AIM OF THE TASK:
Return unchanged the lines of the records, from the line containing "Audit check: the conifer" through the final line of the records, with both of those lines included.

* start *

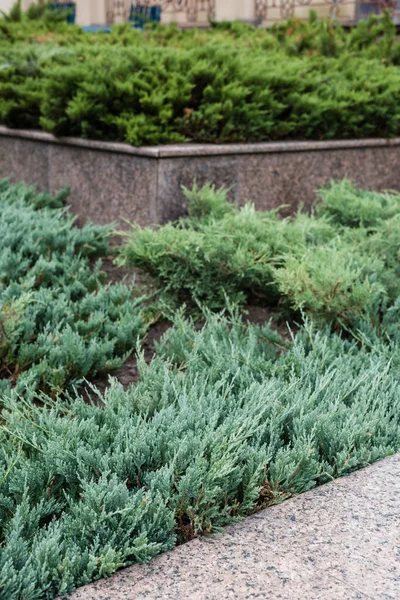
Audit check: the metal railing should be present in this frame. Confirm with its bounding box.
[107,0,215,24]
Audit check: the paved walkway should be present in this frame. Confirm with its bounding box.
[65,455,400,600]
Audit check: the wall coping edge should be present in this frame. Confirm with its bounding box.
[0,125,400,158]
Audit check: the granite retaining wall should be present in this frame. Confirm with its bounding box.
[0,127,400,227]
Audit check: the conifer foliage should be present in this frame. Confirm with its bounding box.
[0,316,400,600]
[120,181,400,326]
[0,181,145,395]
[0,16,400,145]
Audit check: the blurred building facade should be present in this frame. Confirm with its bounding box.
[0,0,400,27]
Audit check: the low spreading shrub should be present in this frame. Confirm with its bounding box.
[0,309,400,600]
[0,8,400,145]
[0,181,145,395]
[120,181,400,325]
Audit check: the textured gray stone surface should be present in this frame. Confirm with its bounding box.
[63,455,400,600]
[0,126,400,228]
[48,145,158,227]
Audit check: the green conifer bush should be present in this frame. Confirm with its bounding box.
[120,181,400,325]
[0,309,400,600]
[0,181,145,395]
[0,13,400,145]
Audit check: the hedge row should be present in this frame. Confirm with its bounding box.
[0,11,400,145]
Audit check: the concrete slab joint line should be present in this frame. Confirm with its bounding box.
[64,455,400,600]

* end *

RESULT BELOW:
Audit check: the conifer foliage should be present in this frame. Confirm with its bounding box.
[0,316,400,600]
[120,181,400,326]
[0,181,145,395]
[0,16,400,145]
Audit check: the blurred building facade should be present in this frame. Confirm with its bounding box.
[0,0,400,27]
Audit check: the low spreading shrub should be present in this frame. Confirm with its bounding box.
[0,309,400,600]
[0,8,400,145]
[0,181,145,395]
[120,181,400,325]
Audit check: the textured gray stone surface should be present in this frame. Confirm with its bounding box.
[63,455,400,600]
[0,126,400,228]
[48,145,158,227]
Audit check: the green conifer bush should be present in this frame. Confirm with its bounding box.
[120,181,400,325]
[0,309,400,600]
[0,181,145,395]
[0,13,400,145]
Audit check: the hedge row should be present in this frame. Confirm with its bounding box.
[0,11,400,145]
Audit check: the concrete slab joint line should be present in this frame. Confirm with its bounding box.
[64,455,400,600]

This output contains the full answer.